**Reading text**
# # #

Docket: IMM-1523-24
Citation: 2024 FC 2009
Ottawa, Ontario, December 12, 2024
PRESENT: The Honourable Madam Justice Strickland
BETWEEN: |
SUSAN VAHDAD AND YUNES DOMIRANI |
Applicants |
and |
THE MINISTER OF CITIZENSHIP AND IMMIGRATION |
Respondent |
JUDGMENT AND REASONS
[1] Susan Vahdad, the Principal Applicant, seeks judicial review of the decision by a visa officer [Officer] with Immigration, Refugees and Citizenship Canada [IRCC] refusing her application for an open work permit under the International Mobility Program, Exemption Code C41, which application was made pursuant to paragraph 205(c)(ii) of the Immigration and Refugee Protection Regulations, SOR/2002-227 [IRP Regulations]. The Officer also refused the Temporary Resident Visa [TRV] application of the Principal Applicant’s 21-year-old son, Yunes Domirani [Dependant Applicant].
Background and Decisions Under Review
[2] The Principal Applicant and her son are citizens of, and reside in, Iran.
[3] The Principal Applicant is married to Saeed Domirani [Spouse]. Together they have two children, the Dependant Applicant and a daughter currently attending university in Canada under a study permit.
[4] In 1995, the Spouse founded a company in Iran called Abadis Construction Co. [Iranian Company]. In June 2021, a subsidiary of the Iranian Company was established in Canada called Abadis Canada Construction Inc. [Canadian Company]. On June 6, 2023, the Spouse was issued a work permit (valid until June 5, 2025) to work as a construction manager. The Principal Applicant claims that her Spouse is currently employed in that position at the Canadian Company.
[5] By letter dated January 24, 2024, the Officer denied the Principal Applicant’s work permit application. The Officer found that her application did not meet the requirements of the Immigration and Refugee Protection Act, SC 2001 c 27 [IRPA] and the IRP Regulations. The Officer was not satisfied the Principal Applicant would leave Canada at the end of her stay, as required by paragraph 200(1)(b) of the IRP Regulations, and that the purpose of her visit to Canada was not consistent with a temporary stay, given the details she had provided in her application.
[6] The global case management system [GCMS] notes, which form part of the Officer’s reasons, state that the Officer had reviewed the application and, in making their decision, had considered that the purpose of the Principal Applicant’s visit to Canada was not consistent with a temporary stay, given the details provided in her application. The Officer stated that the Principal Applicant’s Spouse is in Canada on a work permit and provided limited information about his work, only documents showing that the company exists on paper. No proof that the Canadian Company “is doing business”
was provided when, according to the business plan submitted with the original work permit, it should already be very active. The Officer was not satisfied the Principal Applicant’s Spouse “is working per condition of their WP”
. The Officer stated, having weighed the factors in the application, that they were not satisfied the Principal Applicant would depart Canada at the end of the period authorized for her stay. The Officer therefore refused her application.

# # #

**Dataset content**

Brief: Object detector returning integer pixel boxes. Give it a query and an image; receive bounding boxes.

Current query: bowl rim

# # #

**What this task involves**
Resume the court judgment on the refused work permit from the point where it stops. The listing comes from a separate source, unrelated to the court judgment.

**Response to the task**
[7] By letter of the same date, the Officer also denied the Dependent Applicant’s TRV application. In determining that the Dependent Applicant did not meet the requirements of the IRPA and IRP Regulations, the Officer stated that they were not satisfied that the Dependent Applicant would leave Canada at the end of his stay, as required by paragraph 179(b) of the IRP Regulations, based on the following factors: the Dependent Applicant’s assets and financial situation were insufficient to support the stated purpose of his travel; he has significant family ties in Canada; and, the purpose of his visit to Canada was not consistent with a temporary stay given the details he had provided in his application. The GCMS notes state that the Officer had reviewed the application and considered the listed factors in their decision, being the same factors set out in the refusal letter. The Officer stated that they were not satisfied that the Dependent Applicant would depart Canada at the end of a period authorized for his stay.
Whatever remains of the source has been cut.